[start]

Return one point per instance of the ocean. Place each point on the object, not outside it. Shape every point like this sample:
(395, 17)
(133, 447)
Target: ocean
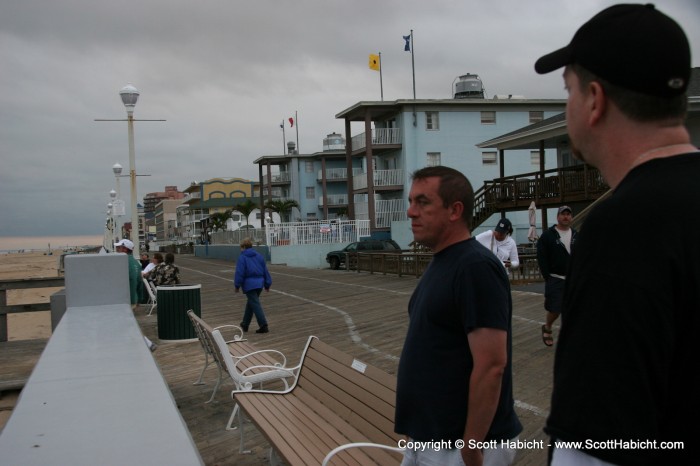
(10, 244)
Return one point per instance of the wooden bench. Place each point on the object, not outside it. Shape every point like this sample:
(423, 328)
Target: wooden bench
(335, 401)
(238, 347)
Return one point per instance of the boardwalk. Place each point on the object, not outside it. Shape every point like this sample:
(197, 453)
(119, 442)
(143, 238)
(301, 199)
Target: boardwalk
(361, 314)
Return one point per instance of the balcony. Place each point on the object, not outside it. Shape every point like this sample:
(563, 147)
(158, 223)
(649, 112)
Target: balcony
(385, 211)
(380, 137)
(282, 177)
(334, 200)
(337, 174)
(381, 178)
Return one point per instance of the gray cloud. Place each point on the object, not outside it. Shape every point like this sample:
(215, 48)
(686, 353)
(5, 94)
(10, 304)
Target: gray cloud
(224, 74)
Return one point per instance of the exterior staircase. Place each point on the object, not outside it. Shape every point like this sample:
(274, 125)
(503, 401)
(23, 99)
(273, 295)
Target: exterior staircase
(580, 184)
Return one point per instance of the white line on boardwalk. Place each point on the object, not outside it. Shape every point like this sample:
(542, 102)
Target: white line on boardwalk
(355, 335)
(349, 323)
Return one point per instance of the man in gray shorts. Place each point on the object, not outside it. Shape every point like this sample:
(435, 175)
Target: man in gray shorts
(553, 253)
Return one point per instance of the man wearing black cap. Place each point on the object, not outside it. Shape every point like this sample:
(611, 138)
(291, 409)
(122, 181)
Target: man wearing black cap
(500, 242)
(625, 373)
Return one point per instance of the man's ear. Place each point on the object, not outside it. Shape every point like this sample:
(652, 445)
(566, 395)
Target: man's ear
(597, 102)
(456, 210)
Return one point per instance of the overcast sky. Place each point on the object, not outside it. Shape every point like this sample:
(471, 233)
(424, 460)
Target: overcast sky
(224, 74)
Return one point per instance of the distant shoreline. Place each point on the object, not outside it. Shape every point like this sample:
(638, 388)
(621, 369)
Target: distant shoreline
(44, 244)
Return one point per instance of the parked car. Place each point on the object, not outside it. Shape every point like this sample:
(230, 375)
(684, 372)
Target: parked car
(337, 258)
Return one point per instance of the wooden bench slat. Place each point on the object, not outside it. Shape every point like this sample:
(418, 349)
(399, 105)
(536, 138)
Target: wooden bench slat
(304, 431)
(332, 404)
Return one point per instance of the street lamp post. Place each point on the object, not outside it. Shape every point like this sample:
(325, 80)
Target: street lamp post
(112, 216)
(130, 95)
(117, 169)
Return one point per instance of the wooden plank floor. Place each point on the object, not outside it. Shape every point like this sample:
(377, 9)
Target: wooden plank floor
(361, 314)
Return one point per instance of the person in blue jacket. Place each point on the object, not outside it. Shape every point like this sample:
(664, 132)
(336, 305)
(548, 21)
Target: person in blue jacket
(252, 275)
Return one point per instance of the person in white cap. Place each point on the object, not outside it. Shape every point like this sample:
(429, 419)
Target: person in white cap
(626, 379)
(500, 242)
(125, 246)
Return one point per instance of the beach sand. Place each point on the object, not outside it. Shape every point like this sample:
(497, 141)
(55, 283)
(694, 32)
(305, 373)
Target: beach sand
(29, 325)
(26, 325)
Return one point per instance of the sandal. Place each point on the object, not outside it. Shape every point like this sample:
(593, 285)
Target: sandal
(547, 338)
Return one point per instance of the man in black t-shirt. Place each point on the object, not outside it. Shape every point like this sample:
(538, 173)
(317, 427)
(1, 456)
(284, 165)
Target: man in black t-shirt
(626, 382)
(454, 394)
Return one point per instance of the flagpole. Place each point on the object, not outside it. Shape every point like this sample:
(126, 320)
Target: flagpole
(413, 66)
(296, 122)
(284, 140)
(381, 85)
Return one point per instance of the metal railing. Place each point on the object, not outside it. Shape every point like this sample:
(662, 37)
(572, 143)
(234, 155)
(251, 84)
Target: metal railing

[end]

#### Task goal:
Copy the listing above word for word, from start to finish, and omit the pictures.

#### Answer:
Return one point per instance of the ocean. Place each point on the object, not outside it. Shape every point like this sample:
(395, 17)
(133, 447)
Target: ocean
(10, 244)
Return one point per instance of the wooden bench. Place each point on the object, not outside it. Shape every point like this sample:
(423, 328)
Target: wooden bench
(335, 401)
(238, 347)
Return one point per instance of the boardwalk. Place each point on the object, not outside it. Shape every point like this sample:
(197, 453)
(119, 442)
(143, 238)
(301, 199)
Target: boardwalk
(361, 314)
Return one point per instance of the balcony. Place each point on the object, not outside it. Shape every point like this sample:
(563, 147)
(158, 223)
(649, 112)
Target: balcony
(385, 211)
(380, 137)
(282, 177)
(334, 200)
(337, 174)
(381, 178)
Return one point per instance of the gray cloud. Place each point on the object, not outside it. Shape every point like this sample:
(215, 48)
(686, 353)
(5, 94)
(10, 304)
Target: gray cloud
(224, 74)
Return one point per instance of the exterior staircase. Place each point on the object, not outside it. Shape every point like this sample:
(274, 125)
(503, 401)
(23, 99)
(273, 295)
Target: exterior staircase
(580, 184)
Return one point per instance of the white line on boardwalk. Place each point on the object, not outside it. Shape every point like this sample:
(542, 102)
Target: white line on boardwalk
(355, 335)
(349, 323)
Return one point per instance of the man in gray shorts. Place each point on the object, not outside it. Shape every point like this sample:
(435, 175)
Target: man in gray shorts
(553, 253)
Return one point per instance of the man wearing black cap. Place each point on the object, not outside it. Shape every point like this sample:
(611, 138)
(291, 409)
(122, 181)
Target: man wearing black cap
(500, 242)
(625, 373)
Return one point per instance of the man's ear. Place each point on the object, not outside it. Shape every point like this sample:
(652, 445)
(566, 395)
Target: man's ear
(597, 102)
(456, 210)
Return one point per instance of the overcast sky. Place each point on the object, not outside it. Shape every point like this sample:
(471, 233)
(424, 460)
Target: overcast sky
(224, 74)
Return one point per instance of the distant shoreline. Place each point on the object, not outside it. Shape every point like this sample:
(638, 388)
(621, 369)
Target: distant shoreline
(44, 244)
Return one point per instance of the parked car. Place each point on the object, not outside it. Shape every point like this sample:
(230, 375)
(684, 372)
Target: parked car
(337, 258)
Return one point per instance of the wooden bench slat. Place each point on the object, not outside it. Shape every point like this sample:
(418, 349)
(399, 105)
(536, 138)
Target: wooden bench slat
(304, 431)
(332, 404)
Return one point per instance of the street lamp post. Place each point on the object, not outside it. Shape every point like this sample:
(325, 80)
Target: street lamp post
(112, 216)
(130, 95)
(117, 169)
Return one point per instance of the wooden plank floor. Place each point on the object, not outside it. Shape every point like this sample:
(377, 9)
Target: wooden plank floor
(361, 314)
Return one point per instance of the person in blue jacket. Place each point on the object, not outside it. Shape every point like this sample:
(664, 132)
(336, 305)
(548, 21)
Target: person in blue jacket
(252, 275)
Return one point per instance of the person in white cap. Place each point on the object, not outside it. Shape every point like this sample:
(429, 419)
Target: person in white cap
(626, 379)
(500, 242)
(125, 246)
Return one point per instance of the beach sand. Place each point on the object, not outside it. Shape every point like this sample:
(497, 141)
(55, 283)
(694, 32)
(305, 373)
Target: beach sand
(29, 325)
(26, 325)
Return one point per instance of the sandal. Place each point on the object, not outside it. Shape every point like this sample:
(593, 285)
Target: sandal
(547, 338)
Return one point per instance of the man in black t-shirt. Place each point on the object, not outside it. Shape every point like this sample:
(538, 173)
(317, 427)
(1, 456)
(284, 165)
Target: man in black t-shirt
(626, 382)
(454, 394)
Return one point per instance of the flagpole. Place each point on the object, not outside it. Shape every point like this sample:
(126, 320)
Target: flagpole
(413, 66)
(296, 122)
(284, 140)
(381, 85)
Return one point per instance of the metal railing. Place each point on the object, not outside it. Shape every point like this sample:
(662, 37)
(572, 143)
(234, 155)
(251, 84)
Target: metal railing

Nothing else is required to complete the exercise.